But how many years?  According to David Kay, former U.N. Chief Weapons Inspector, the IAEA could reach the “Broader Conclusion” sometime in the earlier years of the implementation of the agreement, provided that Iran first fully resolves the IAEA’s concerns about the “possible military dimensions” (PMD) of its nuclear program – which Iran is required to do under the deal within 90 days of the passage of a new U.N. Security Council resolution (set to be voted on Monday).

Dr. Kay, speaking this week with Iran Watch, noted that the IAEA will initially “be cautious to reach a Broader Conclusion” and could issue a provisional statement that the Agency’s evaluation regarding undeclared nuclear materials and activities “remains under evaluation.”  Yet while this provisional statement “would probably be acceptable” in the early stages of the agreement, it could become “politically very unsatisfactory for 2016 and beyond” – once the deal is implemented and “fully in effect.”

This will be especially true if the PMD issue is resolved and the IAEA’s questions about past activities are answered, Dr. Kay said.  With the Agency’s concerns about Iran’s nuclear past addressed, “then the task of the IAEA to reach conclusions concerning undeclared materials and activities relates solely to how effective it judges the implementation of the agreement and the verification activities carried out under it.”  At some point after the deal is implemented, if the IAEA “has to report […] that it cannot reach a Broader Conclusion, it is really reporting that Iran is not living up to the terms of the agreement,” Dr. Kay said.
########
INSTRUCTIONS TO FOLLOW
According to the excerpt about the IAEA and Iran, within how many days must Iran resolve the IAEA's concerns about the "possible military dimensions" of its nuclear program?

(Collected data entries)
########
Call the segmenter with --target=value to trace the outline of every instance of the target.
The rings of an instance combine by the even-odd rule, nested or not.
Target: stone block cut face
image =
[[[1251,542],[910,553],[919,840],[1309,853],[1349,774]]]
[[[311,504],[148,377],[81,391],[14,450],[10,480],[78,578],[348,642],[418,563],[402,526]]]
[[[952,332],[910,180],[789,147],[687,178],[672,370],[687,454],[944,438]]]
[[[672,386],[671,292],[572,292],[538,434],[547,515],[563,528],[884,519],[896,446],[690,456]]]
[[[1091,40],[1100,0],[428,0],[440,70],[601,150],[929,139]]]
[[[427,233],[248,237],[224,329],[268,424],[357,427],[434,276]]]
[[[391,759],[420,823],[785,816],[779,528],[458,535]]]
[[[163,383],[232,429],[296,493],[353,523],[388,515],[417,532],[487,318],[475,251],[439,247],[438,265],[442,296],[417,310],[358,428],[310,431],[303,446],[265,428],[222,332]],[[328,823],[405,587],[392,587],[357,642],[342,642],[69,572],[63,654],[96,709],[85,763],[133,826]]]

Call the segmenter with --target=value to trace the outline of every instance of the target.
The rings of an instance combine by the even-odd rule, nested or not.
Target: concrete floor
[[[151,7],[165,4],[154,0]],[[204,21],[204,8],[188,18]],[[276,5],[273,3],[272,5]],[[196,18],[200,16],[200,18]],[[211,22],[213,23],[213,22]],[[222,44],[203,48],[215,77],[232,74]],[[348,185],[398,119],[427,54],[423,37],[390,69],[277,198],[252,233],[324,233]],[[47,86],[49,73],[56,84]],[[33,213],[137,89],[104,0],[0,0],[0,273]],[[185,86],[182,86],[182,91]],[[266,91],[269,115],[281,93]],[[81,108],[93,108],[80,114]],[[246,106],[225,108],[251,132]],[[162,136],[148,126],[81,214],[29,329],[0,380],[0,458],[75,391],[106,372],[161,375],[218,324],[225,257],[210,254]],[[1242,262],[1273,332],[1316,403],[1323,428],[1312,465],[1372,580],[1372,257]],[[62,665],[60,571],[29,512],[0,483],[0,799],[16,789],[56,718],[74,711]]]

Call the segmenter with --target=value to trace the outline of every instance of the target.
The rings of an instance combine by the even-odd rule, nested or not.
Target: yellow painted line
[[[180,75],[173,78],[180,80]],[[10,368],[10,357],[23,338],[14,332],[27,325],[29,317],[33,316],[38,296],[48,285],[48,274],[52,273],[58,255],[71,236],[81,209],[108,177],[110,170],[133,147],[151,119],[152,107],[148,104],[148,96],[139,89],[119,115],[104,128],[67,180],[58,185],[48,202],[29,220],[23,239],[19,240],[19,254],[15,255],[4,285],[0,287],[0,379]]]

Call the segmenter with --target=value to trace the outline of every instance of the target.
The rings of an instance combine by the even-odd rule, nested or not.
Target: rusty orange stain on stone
########
YOUR RESPONSE
Within 90 days of the passage of a new U.N. Security Council resolution.